[Document segment]
—————

Sunday, June 16, 2019

Family Matters

NB: This homily was preached on my first weekend in my new parishes of Holy Rosary, Stuttgart, and Holy Trinity, England. 

On Tuesday of this week, I became an uncle for the third time. I know you all don’t know a lot about me or my family yet, so allow me to share just a few personal details.

I have been a priest for almost seven years. I was born and raised in Little Rock, where my parents still live. My younger brother is also a priest for our diocese, and he is assigned at the church down in Lake Village. Our sister moved to Nebraska when she married, and it is she who had a baby boy this week. Our family is close, and because my brother and I are priests, my sister’s family is pretty special and gets a lot of attention from us. All week long I have been receiving updates and pictures, and I have made a few calls over FaceTime to see how things are going. As for any family, welcoming this new child has been an amazing gift, and a reminder of the awesome gift of life that comes from God.

A new baby brings a lot of excitement and joy, and as I begin my time with you here at Holy Rosary (Holy Trinity), I can’t help but feel a bit similar to my little nephew. My infant days are long past, but like him, I have stepped into a completely new world, and into a new family as well. What a joy it is to finally arrive here after several months of preparing to come! Like my nephew, I know I have a lot of new things to experience and to learn about this great community, and probably a lot of growth to do as well. No doubt you will help me to do that. I know it’s never easy to go through a pastoral change, and it necessarily will take time for us to get to know each other. But while there may be challenges and growing pains along the way, we know that just like a human family, our parish family is founded upon and established in love, and it is love that it is the context for all that we do.

The Holy Trinity, attributed to Francisco Caro (c. 1650)

Today, our parish family celebrates with the universal Church the feast that reminds us, perhaps more than any other in our year, that love is the foundation for all reality: specifically, the love that is God himself. Since Easter, we have been celebrating how exactly God has revealed himself to us. Jesus Christ, the Word of God and the Second Person of the Trinity, shared our human nature in order to reveal the Father’s love for us; he did so most clearly and visibly in his Passion, Death, and Resurrection. The Holy Spirit, sent to us by the Father and the Son at Pentecost, now guides us in the ways of truth, as we heard in today’s Gospel, reminding us of all that the Lord has done for us. Thus, the one God has revealed himself as a Trinity of Persons: Father, Son, and Spirit.

That God has revealed himself to us in this way is an act of love. He desires that we come to know him, as he really is, because he loves us. And it is out of this love for us that he has revealed he is himself Love – in his innermost reality, God himself is the communion of love shared by the Father, Son, and Holy Spirit. The Most Holy Trinity is more than just an abstract theological concept – it is the most fundamental reality, it is what is more than anything else. Everything else that exists – you and I, all of creation, anything that we can think of – shares in God’s existence.

—————

[Provided data]

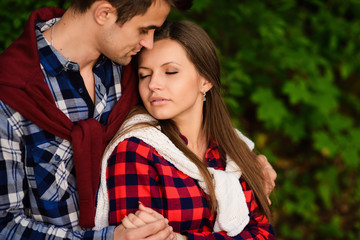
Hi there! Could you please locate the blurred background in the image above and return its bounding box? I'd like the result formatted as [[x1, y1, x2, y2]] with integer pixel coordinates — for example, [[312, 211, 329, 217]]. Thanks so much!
[[0, 0, 360, 240]]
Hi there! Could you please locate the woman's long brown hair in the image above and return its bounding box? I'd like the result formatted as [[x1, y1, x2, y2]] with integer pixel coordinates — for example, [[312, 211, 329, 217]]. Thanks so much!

—————

According to the homily, where is the speaker's younger brother assigned as a priest?

[Worked solution] At the church down in Lake Village.